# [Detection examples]
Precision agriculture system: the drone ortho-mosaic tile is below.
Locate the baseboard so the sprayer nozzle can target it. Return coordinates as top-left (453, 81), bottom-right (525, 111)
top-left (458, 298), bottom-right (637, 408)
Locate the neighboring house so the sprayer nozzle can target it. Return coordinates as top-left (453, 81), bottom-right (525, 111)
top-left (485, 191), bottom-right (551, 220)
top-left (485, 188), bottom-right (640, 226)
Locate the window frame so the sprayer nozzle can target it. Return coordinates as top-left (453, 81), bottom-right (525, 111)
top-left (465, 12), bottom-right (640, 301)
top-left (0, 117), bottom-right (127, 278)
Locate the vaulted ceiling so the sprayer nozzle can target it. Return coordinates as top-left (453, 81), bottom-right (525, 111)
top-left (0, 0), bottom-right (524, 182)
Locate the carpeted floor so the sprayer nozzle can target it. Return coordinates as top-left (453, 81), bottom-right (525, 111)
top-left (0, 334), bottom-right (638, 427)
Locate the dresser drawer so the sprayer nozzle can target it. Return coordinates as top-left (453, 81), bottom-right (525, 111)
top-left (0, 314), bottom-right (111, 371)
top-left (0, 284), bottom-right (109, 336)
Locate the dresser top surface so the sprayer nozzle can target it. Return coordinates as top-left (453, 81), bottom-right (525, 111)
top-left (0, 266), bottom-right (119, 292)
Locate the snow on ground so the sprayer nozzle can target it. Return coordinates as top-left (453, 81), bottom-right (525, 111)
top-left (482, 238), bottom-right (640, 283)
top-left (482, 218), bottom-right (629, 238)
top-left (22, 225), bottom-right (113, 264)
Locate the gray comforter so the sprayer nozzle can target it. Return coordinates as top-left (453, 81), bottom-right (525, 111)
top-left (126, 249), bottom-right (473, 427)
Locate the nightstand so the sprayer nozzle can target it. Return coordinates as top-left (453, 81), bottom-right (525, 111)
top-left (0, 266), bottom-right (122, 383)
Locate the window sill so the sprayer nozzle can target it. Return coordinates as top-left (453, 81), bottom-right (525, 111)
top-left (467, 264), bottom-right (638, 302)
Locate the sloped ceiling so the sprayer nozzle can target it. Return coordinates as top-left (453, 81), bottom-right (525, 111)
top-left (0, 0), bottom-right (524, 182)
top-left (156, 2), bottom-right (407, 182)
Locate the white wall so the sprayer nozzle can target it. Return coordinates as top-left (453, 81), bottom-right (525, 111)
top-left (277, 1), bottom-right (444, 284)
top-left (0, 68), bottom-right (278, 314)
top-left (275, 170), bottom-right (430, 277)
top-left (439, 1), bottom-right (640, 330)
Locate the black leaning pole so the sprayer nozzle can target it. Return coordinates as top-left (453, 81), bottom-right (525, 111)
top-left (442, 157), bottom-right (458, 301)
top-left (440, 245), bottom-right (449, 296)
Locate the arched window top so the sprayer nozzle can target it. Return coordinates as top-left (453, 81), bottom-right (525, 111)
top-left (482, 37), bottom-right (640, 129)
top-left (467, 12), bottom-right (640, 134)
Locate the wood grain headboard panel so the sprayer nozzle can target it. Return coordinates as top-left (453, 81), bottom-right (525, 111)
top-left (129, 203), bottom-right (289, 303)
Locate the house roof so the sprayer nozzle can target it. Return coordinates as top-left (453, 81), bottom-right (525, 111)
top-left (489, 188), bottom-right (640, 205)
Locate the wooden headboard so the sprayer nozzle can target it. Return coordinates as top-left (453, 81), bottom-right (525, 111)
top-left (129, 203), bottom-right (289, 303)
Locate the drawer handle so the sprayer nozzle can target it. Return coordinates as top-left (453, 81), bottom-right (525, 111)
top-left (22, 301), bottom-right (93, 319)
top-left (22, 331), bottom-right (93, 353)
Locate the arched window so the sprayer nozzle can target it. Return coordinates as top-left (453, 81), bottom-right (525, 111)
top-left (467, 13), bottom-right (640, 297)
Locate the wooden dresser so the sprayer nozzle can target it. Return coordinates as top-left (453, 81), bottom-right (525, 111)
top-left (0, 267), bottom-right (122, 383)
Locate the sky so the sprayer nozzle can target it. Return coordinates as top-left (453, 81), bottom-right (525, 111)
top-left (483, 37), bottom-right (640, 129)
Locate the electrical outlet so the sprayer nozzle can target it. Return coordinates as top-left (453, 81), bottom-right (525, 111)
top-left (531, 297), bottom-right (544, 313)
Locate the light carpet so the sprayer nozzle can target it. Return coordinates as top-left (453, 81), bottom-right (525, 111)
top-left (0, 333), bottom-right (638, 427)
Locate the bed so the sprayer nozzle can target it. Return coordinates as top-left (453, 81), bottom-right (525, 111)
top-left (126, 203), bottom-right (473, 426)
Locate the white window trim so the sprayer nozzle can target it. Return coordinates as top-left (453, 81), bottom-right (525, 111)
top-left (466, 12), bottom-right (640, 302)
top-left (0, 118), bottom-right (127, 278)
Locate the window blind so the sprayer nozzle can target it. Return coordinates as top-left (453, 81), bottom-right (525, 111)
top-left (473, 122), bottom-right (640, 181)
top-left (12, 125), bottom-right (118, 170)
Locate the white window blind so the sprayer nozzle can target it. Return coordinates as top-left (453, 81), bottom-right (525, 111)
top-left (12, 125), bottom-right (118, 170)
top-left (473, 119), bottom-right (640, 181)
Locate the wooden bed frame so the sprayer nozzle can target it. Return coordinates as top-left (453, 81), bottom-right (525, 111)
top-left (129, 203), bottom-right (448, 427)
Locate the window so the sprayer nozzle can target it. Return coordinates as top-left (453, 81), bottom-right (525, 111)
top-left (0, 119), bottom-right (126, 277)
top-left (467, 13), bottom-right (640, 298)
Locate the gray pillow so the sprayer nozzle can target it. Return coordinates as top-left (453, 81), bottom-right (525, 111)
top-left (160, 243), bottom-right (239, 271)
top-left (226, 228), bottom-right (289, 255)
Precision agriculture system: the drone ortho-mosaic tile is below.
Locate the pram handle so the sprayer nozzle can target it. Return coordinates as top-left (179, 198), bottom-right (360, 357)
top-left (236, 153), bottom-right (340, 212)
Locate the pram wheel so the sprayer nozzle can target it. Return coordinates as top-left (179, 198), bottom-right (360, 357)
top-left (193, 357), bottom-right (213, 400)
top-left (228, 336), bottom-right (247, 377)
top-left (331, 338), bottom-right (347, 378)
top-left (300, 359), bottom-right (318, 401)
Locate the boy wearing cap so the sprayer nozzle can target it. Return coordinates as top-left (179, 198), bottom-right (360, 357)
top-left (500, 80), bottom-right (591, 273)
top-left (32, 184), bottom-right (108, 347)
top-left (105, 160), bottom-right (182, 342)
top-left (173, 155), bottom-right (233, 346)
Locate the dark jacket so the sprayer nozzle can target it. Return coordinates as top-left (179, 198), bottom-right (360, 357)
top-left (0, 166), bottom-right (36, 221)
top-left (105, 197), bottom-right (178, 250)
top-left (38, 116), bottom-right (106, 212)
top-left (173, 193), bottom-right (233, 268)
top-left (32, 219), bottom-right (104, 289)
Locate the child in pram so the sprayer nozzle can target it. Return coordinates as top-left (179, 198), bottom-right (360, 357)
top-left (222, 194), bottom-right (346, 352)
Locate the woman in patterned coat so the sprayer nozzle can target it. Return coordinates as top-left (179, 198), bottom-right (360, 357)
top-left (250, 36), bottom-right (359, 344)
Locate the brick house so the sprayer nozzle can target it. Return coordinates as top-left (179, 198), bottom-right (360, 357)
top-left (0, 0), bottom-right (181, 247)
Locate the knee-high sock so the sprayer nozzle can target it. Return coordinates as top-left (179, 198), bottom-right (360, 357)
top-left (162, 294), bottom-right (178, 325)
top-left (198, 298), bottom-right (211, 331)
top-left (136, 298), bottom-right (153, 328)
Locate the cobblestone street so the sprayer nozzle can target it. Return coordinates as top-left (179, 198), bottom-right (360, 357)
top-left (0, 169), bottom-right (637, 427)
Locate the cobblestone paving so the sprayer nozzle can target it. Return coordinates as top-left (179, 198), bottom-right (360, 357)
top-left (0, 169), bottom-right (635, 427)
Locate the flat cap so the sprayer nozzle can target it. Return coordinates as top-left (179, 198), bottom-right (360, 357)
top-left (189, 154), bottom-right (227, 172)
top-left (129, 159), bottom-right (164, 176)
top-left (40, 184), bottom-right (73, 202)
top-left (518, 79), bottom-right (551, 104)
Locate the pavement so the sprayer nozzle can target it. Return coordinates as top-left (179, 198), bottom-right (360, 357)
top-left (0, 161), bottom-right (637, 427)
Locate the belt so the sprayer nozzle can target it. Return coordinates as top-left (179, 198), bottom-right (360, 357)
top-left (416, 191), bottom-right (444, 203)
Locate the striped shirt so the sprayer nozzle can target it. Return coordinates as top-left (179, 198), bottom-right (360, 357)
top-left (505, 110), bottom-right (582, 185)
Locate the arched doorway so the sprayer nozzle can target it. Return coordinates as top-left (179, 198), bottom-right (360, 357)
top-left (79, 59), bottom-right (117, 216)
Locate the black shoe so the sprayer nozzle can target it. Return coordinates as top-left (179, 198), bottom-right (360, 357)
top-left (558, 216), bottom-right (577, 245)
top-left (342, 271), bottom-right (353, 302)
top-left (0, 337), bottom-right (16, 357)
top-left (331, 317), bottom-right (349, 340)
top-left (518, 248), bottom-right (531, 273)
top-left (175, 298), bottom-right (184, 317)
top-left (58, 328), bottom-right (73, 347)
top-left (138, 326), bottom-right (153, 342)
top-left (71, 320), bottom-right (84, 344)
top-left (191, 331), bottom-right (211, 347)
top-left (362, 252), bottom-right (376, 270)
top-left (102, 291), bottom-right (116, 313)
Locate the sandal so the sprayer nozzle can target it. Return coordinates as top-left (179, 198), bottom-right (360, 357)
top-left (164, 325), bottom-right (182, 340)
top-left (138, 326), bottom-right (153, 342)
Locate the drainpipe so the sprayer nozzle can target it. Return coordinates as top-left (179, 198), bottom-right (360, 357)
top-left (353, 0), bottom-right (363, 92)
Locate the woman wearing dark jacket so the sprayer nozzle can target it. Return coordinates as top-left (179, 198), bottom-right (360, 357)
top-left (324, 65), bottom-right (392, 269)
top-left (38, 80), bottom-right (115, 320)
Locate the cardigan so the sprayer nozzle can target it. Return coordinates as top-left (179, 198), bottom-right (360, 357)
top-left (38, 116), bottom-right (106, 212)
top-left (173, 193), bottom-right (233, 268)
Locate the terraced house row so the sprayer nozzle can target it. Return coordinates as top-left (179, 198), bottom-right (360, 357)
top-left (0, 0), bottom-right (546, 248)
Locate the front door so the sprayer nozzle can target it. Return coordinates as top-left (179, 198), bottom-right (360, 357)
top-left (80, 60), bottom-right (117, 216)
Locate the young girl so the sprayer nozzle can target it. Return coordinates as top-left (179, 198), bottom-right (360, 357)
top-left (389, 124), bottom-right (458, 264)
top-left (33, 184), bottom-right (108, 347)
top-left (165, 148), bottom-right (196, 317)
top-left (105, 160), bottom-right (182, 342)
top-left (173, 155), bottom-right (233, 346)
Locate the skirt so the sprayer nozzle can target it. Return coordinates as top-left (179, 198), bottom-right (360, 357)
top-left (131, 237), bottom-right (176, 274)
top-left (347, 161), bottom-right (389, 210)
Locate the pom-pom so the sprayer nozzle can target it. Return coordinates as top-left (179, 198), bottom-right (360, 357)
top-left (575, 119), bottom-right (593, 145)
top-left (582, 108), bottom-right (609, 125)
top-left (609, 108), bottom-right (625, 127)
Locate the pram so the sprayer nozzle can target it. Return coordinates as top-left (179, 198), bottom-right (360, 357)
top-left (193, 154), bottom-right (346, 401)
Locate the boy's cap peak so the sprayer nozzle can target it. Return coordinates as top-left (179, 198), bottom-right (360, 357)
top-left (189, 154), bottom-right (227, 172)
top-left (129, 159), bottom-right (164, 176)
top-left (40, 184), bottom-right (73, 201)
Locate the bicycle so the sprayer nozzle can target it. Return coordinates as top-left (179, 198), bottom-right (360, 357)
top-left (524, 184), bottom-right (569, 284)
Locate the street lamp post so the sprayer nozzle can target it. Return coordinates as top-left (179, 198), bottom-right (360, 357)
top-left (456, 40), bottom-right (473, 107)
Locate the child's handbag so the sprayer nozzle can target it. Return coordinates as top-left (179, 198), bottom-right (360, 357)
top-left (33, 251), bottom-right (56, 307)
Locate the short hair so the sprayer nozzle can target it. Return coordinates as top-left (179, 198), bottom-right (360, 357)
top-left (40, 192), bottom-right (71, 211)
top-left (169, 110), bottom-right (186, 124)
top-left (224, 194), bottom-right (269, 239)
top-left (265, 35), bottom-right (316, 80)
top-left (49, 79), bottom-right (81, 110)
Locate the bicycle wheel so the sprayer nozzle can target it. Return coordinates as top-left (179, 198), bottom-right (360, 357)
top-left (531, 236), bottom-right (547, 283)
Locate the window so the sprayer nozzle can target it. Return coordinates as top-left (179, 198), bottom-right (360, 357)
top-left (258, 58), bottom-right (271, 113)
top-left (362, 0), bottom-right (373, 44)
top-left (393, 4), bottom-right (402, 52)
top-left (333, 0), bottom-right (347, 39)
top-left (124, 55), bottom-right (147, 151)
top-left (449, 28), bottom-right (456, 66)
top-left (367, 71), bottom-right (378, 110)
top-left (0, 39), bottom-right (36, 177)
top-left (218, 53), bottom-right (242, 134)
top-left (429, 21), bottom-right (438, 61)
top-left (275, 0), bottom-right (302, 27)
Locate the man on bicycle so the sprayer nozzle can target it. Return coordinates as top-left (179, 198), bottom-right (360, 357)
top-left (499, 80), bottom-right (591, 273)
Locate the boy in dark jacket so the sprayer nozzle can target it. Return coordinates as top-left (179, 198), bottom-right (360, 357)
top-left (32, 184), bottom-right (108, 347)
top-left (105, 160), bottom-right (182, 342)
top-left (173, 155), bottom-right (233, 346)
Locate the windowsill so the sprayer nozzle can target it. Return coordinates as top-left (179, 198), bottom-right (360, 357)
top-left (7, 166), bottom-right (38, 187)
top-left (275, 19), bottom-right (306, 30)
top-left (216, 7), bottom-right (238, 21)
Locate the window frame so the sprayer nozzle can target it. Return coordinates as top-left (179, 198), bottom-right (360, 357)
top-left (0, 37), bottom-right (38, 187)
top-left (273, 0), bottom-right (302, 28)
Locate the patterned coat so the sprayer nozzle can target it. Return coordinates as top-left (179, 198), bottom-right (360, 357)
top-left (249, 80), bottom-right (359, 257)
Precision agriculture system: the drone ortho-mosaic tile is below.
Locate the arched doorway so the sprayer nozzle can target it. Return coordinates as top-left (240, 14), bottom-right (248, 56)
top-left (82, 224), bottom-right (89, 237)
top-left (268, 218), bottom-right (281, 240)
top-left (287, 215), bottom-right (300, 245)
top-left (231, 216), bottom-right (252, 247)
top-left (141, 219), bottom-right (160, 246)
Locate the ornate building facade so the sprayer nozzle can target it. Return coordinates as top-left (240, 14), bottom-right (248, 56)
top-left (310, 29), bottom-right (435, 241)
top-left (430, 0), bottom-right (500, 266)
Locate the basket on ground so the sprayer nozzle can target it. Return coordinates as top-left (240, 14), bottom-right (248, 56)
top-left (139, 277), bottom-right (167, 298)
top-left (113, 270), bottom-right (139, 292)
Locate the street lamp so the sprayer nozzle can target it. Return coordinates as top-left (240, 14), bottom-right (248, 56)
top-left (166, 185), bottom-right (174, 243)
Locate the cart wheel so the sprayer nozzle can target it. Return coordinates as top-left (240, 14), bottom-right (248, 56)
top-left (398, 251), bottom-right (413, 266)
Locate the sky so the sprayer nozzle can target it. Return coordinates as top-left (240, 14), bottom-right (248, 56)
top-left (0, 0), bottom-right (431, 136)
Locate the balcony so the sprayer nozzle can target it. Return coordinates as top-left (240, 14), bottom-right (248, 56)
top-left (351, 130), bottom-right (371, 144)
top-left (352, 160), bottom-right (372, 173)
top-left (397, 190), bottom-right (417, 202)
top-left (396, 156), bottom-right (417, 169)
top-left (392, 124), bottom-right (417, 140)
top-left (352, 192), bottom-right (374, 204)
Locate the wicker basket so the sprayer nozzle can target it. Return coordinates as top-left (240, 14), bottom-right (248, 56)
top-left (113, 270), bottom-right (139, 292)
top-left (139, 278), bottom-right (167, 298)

# [What is asked]
Copy the items from the beginning through the line containing "top-left (0, 334), bottom-right (638, 427)", swapping every "sprayer nozzle" for "spray arm" and keeping everything else the same. Give only those lines.

# [Task output]
Precision agriculture system: the drone ortho-mosaic tile is below.
Locate the baseboard so the spray arm can target it. Return coordinates as top-left (453, 81), bottom-right (525, 111)
top-left (458, 298), bottom-right (637, 408)
Locate the neighboring house so the spray arm can target it. Return coordinates as top-left (453, 81), bottom-right (525, 111)
top-left (485, 191), bottom-right (551, 220)
top-left (485, 188), bottom-right (640, 226)
Locate the window frame so the spray arm can target it. Return coordinates as top-left (453, 81), bottom-right (525, 111)
top-left (465, 12), bottom-right (640, 301)
top-left (0, 117), bottom-right (127, 278)
Locate the vaulted ceiling so the spray arm can target it. Return coordinates as top-left (453, 81), bottom-right (525, 111)
top-left (0, 0), bottom-right (524, 182)
Locate the carpeted floor so the spray arm can target it. Return coordinates as top-left (453, 81), bottom-right (525, 111)
top-left (0, 334), bottom-right (638, 427)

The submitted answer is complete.